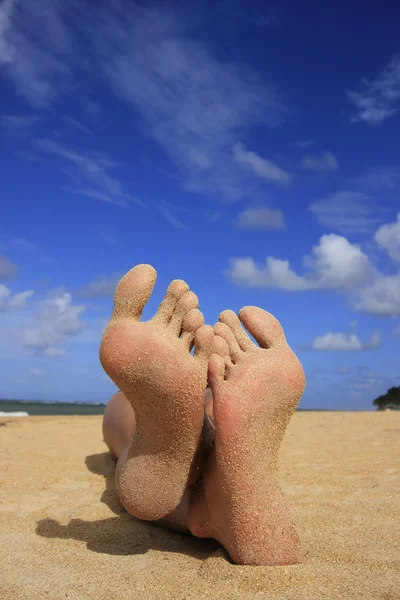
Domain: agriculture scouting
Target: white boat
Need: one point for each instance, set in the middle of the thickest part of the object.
(15, 414)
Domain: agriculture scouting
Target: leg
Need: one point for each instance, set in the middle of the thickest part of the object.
(255, 392)
(164, 384)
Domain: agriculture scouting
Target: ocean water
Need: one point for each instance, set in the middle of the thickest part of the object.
(49, 408)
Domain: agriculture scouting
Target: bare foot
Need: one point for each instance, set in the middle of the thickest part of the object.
(151, 363)
(255, 392)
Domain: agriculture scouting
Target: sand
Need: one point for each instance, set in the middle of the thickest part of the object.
(63, 533)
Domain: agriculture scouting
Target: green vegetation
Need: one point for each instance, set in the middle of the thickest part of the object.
(390, 400)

WHAT TO DO :: Put the rows above into a two-column CSV with the header instruction,points, one line per row, with its text in the first column and its answer in the second, each in a single quoted field with line breaks replaced by spaces. Leave the pictures out.

RESPONSE ::
instruction,points
"Domain: agriculture scouting Target: white boat Need: one point for each instance, set in the middle of the thickest part of the object.","(15, 414)"
"Domain: agriculture scouting Target: leg Need: one point for each instance, set in the middle of the thickest part of the object.","(255, 392) (164, 384)"
"Domain: agriculture scouting Target: ocean water Need: one point for each instance, set in the middle of the thickest part of the object.","(49, 408)"
"Domain: agriculture scouting Target: bare foot Need: one point for each instance, set in the middle of the thickest part of the object.","(151, 363) (255, 392)"
"Domain: agriculture scouting Target: sand Need: one point for each instance, set in the middle of the thickest part of the object.","(63, 533)"
"Domain: agriculture scouting Target: green vegetation Need: one point for each instance, set in the middle of the thickest part of the object.","(390, 400)"